Start Provided data
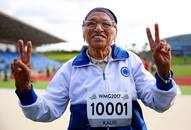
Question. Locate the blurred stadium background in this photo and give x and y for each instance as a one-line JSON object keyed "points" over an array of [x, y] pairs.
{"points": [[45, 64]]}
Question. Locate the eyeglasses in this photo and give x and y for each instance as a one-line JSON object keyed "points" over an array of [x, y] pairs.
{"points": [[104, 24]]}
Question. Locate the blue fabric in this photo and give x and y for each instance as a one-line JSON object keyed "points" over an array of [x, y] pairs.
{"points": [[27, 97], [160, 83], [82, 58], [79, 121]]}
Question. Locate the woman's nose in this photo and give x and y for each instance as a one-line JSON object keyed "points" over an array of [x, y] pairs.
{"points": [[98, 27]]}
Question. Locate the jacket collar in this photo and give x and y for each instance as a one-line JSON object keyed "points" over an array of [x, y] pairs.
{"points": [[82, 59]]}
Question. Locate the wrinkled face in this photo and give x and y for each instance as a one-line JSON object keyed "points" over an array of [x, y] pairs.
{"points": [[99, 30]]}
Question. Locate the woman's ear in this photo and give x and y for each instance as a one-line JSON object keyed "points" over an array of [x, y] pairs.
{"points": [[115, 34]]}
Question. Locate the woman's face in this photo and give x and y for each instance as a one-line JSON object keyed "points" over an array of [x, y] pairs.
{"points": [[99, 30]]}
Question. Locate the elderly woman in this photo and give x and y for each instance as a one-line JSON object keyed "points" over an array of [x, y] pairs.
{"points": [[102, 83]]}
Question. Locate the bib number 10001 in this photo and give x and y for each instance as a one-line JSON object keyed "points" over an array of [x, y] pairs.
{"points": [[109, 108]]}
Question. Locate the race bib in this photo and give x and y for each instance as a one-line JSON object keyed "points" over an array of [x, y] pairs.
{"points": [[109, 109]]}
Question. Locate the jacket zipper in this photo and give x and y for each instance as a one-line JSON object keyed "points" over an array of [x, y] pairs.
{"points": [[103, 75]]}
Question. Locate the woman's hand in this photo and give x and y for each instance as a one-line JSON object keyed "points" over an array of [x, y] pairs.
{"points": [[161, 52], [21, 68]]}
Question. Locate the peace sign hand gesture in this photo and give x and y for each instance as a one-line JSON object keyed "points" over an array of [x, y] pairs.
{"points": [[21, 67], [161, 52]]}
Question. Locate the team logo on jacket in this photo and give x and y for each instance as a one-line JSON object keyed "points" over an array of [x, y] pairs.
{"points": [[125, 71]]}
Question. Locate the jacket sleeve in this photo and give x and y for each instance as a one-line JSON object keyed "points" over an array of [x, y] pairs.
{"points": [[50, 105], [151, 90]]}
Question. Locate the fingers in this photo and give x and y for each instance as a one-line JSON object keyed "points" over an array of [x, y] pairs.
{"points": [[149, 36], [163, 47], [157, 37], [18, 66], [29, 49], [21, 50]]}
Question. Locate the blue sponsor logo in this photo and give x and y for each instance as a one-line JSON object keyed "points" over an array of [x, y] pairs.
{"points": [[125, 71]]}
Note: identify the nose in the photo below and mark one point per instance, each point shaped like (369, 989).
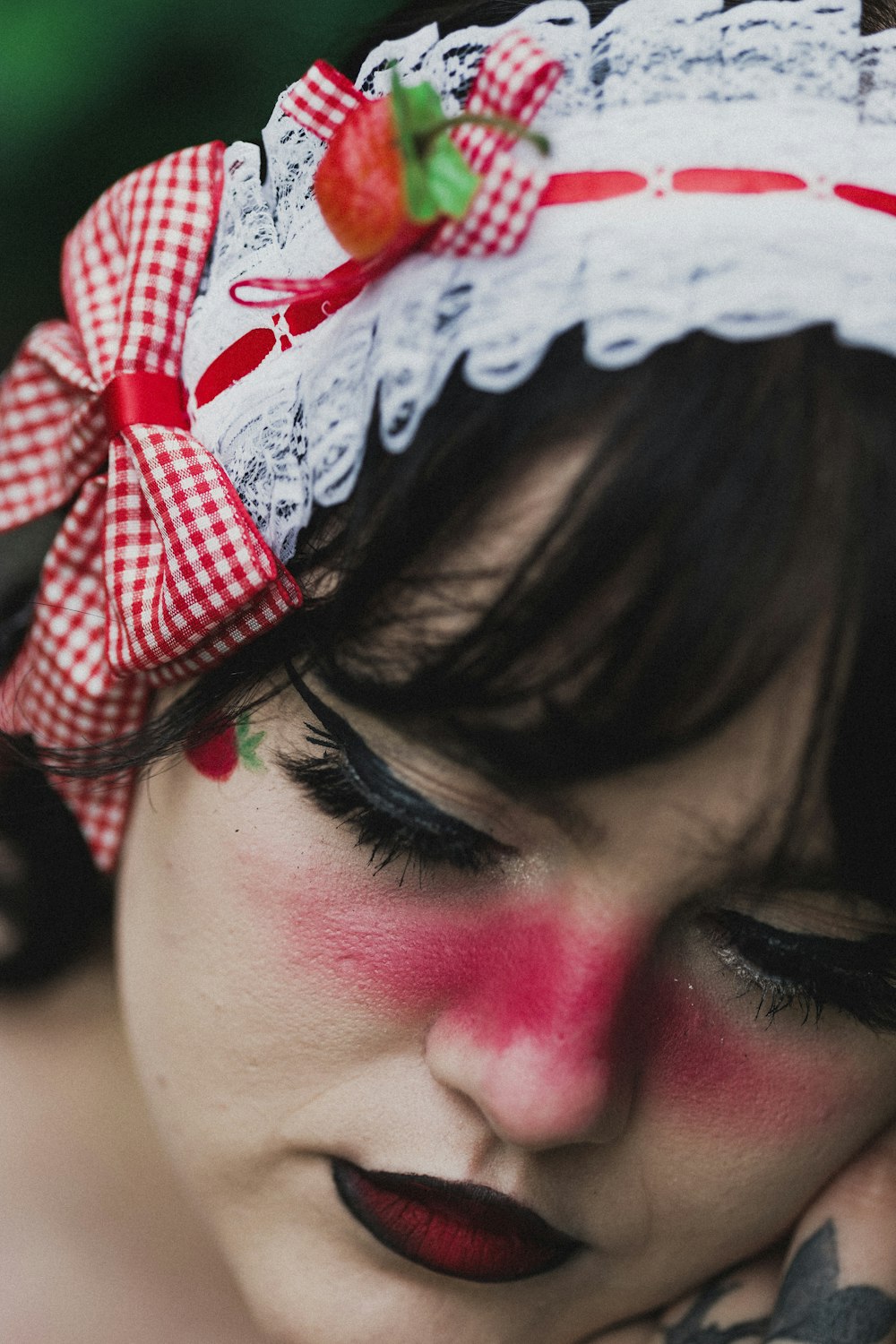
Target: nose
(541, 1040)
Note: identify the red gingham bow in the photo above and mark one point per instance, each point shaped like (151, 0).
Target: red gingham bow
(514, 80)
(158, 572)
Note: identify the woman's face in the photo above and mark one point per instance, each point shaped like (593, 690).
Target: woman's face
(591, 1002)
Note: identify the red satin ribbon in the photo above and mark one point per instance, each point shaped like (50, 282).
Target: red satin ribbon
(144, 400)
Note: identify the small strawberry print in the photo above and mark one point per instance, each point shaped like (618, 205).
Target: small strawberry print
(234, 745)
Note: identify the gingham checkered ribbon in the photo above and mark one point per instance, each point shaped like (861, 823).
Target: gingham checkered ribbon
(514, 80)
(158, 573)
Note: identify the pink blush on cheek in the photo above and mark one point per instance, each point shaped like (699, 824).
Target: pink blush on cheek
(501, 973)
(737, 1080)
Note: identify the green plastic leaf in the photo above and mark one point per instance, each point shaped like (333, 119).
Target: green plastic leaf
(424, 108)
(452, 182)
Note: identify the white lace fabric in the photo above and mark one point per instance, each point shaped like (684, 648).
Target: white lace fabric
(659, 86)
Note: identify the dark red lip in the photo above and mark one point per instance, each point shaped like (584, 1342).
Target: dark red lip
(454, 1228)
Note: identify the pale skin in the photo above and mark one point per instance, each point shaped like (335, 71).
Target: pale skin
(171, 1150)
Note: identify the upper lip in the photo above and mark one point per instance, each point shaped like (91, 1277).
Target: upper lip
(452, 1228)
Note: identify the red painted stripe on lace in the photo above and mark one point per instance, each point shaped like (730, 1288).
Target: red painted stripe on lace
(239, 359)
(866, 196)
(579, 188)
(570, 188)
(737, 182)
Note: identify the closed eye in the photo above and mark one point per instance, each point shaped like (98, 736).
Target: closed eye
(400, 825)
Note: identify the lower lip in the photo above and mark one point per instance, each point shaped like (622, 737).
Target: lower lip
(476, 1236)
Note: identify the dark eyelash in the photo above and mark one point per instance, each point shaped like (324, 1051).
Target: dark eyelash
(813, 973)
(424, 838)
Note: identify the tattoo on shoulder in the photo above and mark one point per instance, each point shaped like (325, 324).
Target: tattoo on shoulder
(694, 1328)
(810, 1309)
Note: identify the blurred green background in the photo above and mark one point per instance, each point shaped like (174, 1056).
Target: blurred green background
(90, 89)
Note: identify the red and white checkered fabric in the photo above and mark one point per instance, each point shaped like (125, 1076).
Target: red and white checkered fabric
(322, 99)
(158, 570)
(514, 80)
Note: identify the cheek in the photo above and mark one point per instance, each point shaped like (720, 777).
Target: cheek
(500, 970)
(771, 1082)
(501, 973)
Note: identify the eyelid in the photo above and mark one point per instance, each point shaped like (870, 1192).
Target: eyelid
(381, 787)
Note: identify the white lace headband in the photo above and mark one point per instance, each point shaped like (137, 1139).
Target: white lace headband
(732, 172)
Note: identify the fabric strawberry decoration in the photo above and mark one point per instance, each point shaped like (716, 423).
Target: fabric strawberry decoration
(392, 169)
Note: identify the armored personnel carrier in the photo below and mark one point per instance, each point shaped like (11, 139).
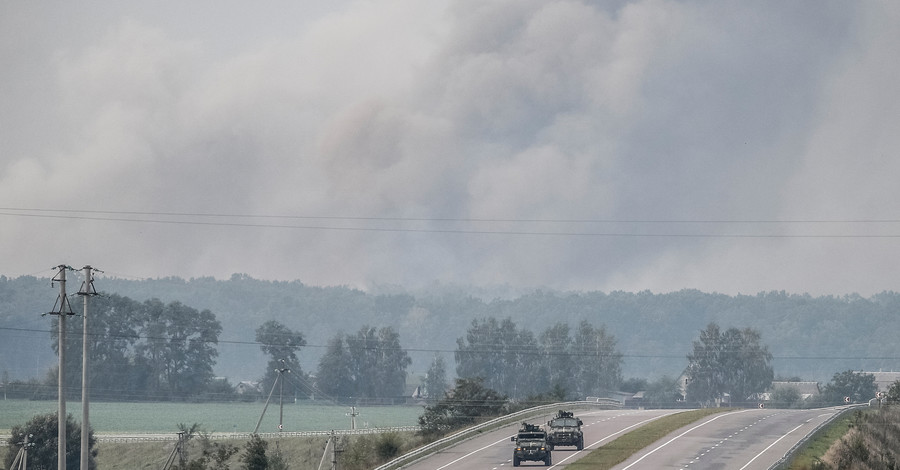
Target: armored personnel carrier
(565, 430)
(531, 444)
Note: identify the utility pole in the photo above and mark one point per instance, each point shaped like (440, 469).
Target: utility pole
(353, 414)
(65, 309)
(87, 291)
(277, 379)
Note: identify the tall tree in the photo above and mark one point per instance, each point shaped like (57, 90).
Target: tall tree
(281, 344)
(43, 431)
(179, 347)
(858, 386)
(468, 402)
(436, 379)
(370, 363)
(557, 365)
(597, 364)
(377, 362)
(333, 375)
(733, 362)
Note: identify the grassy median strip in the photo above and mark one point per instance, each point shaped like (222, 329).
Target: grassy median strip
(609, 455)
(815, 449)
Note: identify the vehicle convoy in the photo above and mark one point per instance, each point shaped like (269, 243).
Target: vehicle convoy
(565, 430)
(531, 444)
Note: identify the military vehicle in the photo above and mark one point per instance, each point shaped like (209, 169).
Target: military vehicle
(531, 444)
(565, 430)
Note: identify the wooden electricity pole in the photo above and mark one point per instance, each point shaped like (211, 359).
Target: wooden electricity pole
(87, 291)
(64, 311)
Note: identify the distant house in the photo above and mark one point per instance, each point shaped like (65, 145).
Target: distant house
End Provided data
Turn every line of the entries above into a JSON list of strings, one string per line, skipping blank lines and leaving out the pictures.

[
  "Question. Locate the blurred stadium background in this photo and give x and y for each instance as a one-line JSON object keyed \"points\" over an array of [x, y] pairs.",
  "{\"points\": [[45, 64]]}",
  "Question. Locate the eyeglasses in this photo and give x and y for each instance as a one-line JSON object keyed \"points\" over an array of [x, y] pairs.",
  "{\"points\": [[104, 24]]}",
  "Question. Locate the blue fabric in this photo and give x and y for each instance as a one-line JSON object keyed \"points\" over an array of [x, y] pairs.",
  "{\"points\": [[27, 97], [160, 83], [82, 58], [79, 121]]}",
  "Question. Locate the woman's nose in this photo and give x and y for each instance as a one-line JSON object keyed \"points\" over an array of [x, y] pairs.",
  "{\"points\": [[98, 27]]}",
  "Question. Locate the jacket collar in this photo and give x and y for each instance as a one-line JSON object keyed \"points\" over an array of [x, y] pairs.",
  "{\"points\": [[82, 59]]}",
  "Question. Locate the wrinkled face in this photo and give x and y for each instance as a one-line JSON object keyed \"points\" over an array of [x, y] pairs.",
  "{\"points\": [[99, 30]]}",
  "Question. Locate the woman's ear in this photo and give x and y for each instance as a one-line JSON object keyed \"points\" over an array of [x, y] pairs.",
  "{\"points\": [[115, 34]]}",
  "Question. Locate the woman's face in this photo and give x and y for each instance as a one-line JSON object keyed \"points\" over an array of [x, y] pairs.",
  "{\"points\": [[99, 30]]}",
  "Question. Locate the elderly woman in this photo and give x and y for each instance as a one-line JSON object keyed \"points\" over an array of [x, y] pairs.",
  "{\"points\": [[102, 83]]}",
  "Question. Locate the bib number 10001 in this photo and give x and y for each instance as a one-line JSON object keyed \"points\" over an array of [x, y] pairs.",
  "{\"points\": [[109, 108]]}",
  "Question. Locate the race bib in this photo and give x and y for each instance as a one-line JSON object keyed \"points\" over an array of [x, y] pairs.",
  "{\"points\": [[109, 109]]}",
  "Question. Locate the jacket zipper in this photo and give x and y for each instance as a one-line JSON object keyed \"points\" over an array of [x, y] pairs.",
  "{\"points\": [[103, 75]]}",
  "Question. Locate the woman's hand in this photo and give x and y for each instance as a one-line JSON object keyed \"points\" over an array of [x, y] pairs.",
  "{\"points\": [[161, 52], [21, 68]]}",
  "Question. Locate the peace sign hand gesture in this photo and give x and y for each instance as a one-line JSON object keyed \"points\" over an array of [x, y] pairs.",
  "{\"points\": [[21, 67], [161, 52]]}",
  "Question. Locate the team logo on jacket in this photo and give x and y for each instance as a one-line JSON object keyed \"points\" over an array of [x, y] pairs.",
  "{\"points\": [[125, 71]]}",
  "Question. Locate the jacket sleeve in this photo and give x and y for each instance as a one-line JSON object keyed \"points\" over an array of [x, y] pairs.",
  "{\"points\": [[50, 105], [151, 90]]}",
  "Question. Locate the fingers in this photo and give x and y for each instance as a one-line JSON object keyed \"points\" over an array of [x, y] pairs.",
  "{\"points\": [[149, 36], [163, 47], [157, 37], [18, 66], [29, 49], [21, 50]]}",
  "Question. Locate the blue sponsor logo in this photo and give x and y for each instance as a one-line JSON object keyed \"points\" over an array of [x, y] pairs.",
  "{\"points\": [[125, 71]]}",
  "Note: identify the nose in the photo below and mark one point per instance, each point shaped like (369, 989).",
  "Target: nose",
  "(541, 1040)",
  "Note: identify the red gingham bow in the photo above and mark one point per instance, each point shaped like (151, 0).",
  "Target: red gingham bow",
  "(514, 80)",
  "(158, 572)",
  "Note: identify the woman's face in the photo above and mark one point per instance, each point shaped like (593, 690).",
  "Target: woman's face",
  "(591, 1002)",
  "Note: identify the red satin ribbon in the photo above and mark one point per instance, each point shaped like (50, 282).",
  "Target: red satin ribbon",
  "(144, 400)",
  "Note: identify the small strawberry print in the photo above and mark one point per instance, each point shaped like (618, 205).",
  "Target: small strawberry print",
  "(234, 745)",
  "Note: identify the gingham checkered ribbon in the photo above and mark one point per instance, each point shaped like (861, 823).",
  "Target: gingham checkered ribbon",
  "(514, 80)",
  "(158, 573)",
  "Note: identify the pink blush on cheek in the photo above and mark one point per instance, each point shaped like (699, 824).",
  "Target: pink blush on cheek",
  "(501, 973)",
  "(737, 1080)",
  "Note: identify the green plastic leaf in the photo above and mark one point per instance, each point shaped like (333, 119).",
  "Target: green plastic leaf",
  "(424, 108)",
  "(452, 182)",
  "Note: identify the white lace fabric in the photo above and mark one point per instance, each point shaped like (684, 648).",
  "Target: white lace fabric",
  "(659, 86)",
  "Note: identify the dark red lip in the photo above and mark one point per instance, each point shaped like (584, 1342).",
  "Target: dark red lip",
  "(454, 1228)",
  "Note: identify the pale skin in the photo above and mark one point per instance, each point shaped like (335, 71).",
  "Target: pale skin",
  "(171, 1150)",
  "Note: identify the upper lip in the photo above and mark one point per instance, each point shaped like (91, 1277).",
  "Target: upper lip",
  "(452, 1228)",
  "Note: identify the red painted stripe on lace in the photo above and mark one point per instance, each point shaped like (730, 1288).",
  "Target: red painted stripe on lace",
  "(239, 359)",
  "(866, 196)",
  "(579, 188)",
  "(570, 188)",
  "(737, 182)",
  "Note: identify the closed eye in the photo above and mark one point per instance, each point shaped like (98, 736).",
  "Target: closed eye",
  "(400, 825)",
  "Note: identify the lower lip in the photo above and mark one point per instance, each point shaped like (622, 737).",
  "Target: lower lip",
  "(476, 1236)",
  "Note: identify the dark eyelash in the photo above and mark one point per instance, each point shaped like (324, 1051).",
  "Target: dark eyelash",
  "(813, 973)",
  "(424, 838)",
  "Note: identify the tattoo on shoulder in the photo above and mark one point per instance, each point shaped like (325, 324).",
  "Target: tattoo on shoulder",
  "(694, 1328)",
  "(810, 1309)",
  "Note: identify the blurred green background in the photo above and mark one point per instance, each point shaped like (174, 1056).",
  "Target: blurred green background",
  "(90, 89)",
  "Note: identify the red and white checkered fabric in the photo above and mark one point per instance, each point shaped like (125, 1076).",
  "Target: red and white checkered fabric",
  "(322, 99)",
  "(158, 570)",
  "(514, 80)",
  "Note: identify the cheek in the photo above and mark one point per instance, each point shaped like (720, 777).",
  "Target: cheek",
  "(500, 970)",
  "(771, 1082)",
  "(501, 973)",
  "Note: identify the eyelid in the photo above and mark one point per instance, each point shaped like (870, 1192).",
  "Target: eyelid",
  "(381, 787)",
  "Note: identify the white lace headband in the photo above and mark one point per instance, each point shaped like (137, 1139).",
  "Target: white lace headband",
  "(732, 172)",
  "Note: identify the fabric strawberry decoration in the photo above and mark one point per instance, each point shaped like (716, 423).",
  "Target: fabric strawberry decoration",
  "(392, 169)",
  "Note: identify the armored personnel carrier in the photo below and mark one point per instance, each point shaped like (11, 139).",
  "Target: armored personnel carrier",
  "(565, 430)",
  "(531, 444)",
  "Note: identify the utility pole in the photo above and mark one point per instance, each point shaped like (440, 469).",
  "Target: utility pole",
  "(353, 414)",
  "(65, 309)",
  "(87, 291)",
  "(277, 379)",
  "Note: identify the tall tree in the photo above and mark one point per instance, each point shaped like (57, 90).",
  "Target: tall tree",
  "(281, 344)",
  "(43, 431)",
  "(179, 347)",
  "(858, 386)",
  "(468, 402)",
  "(436, 379)",
  "(370, 363)",
  "(557, 365)",
  "(597, 364)",
  "(377, 362)",
  "(333, 375)",
  "(733, 362)",
  "Note: identify the grassy median strip in the photo above and mark one point per instance, each point shaped like (222, 329).",
  "Target: grassy median strip",
  "(609, 455)",
  "(815, 449)",
  "Note: identify the vehicle convoy in the photo above and mark one point per instance, each point shaped like (269, 243).",
  "Target: vehicle convoy",
  "(565, 430)",
  "(531, 444)",
  "Note: identify the military vehicle in the photo above and mark one point per instance, each point shaped like (209, 169).",
  "Target: military vehicle",
  "(531, 444)",
  "(565, 430)",
  "Note: identify the wooden electricity pole in the photo above and mark one point per instance, each point shaped like (211, 359).",
  "Target: wooden electricity pole",
  "(87, 291)",
  "(64, 311)",
  "Note: identify the distant house in the photo above and mark one point per instance, each point shaped like (65, 145).",
  "Target: distant house"
]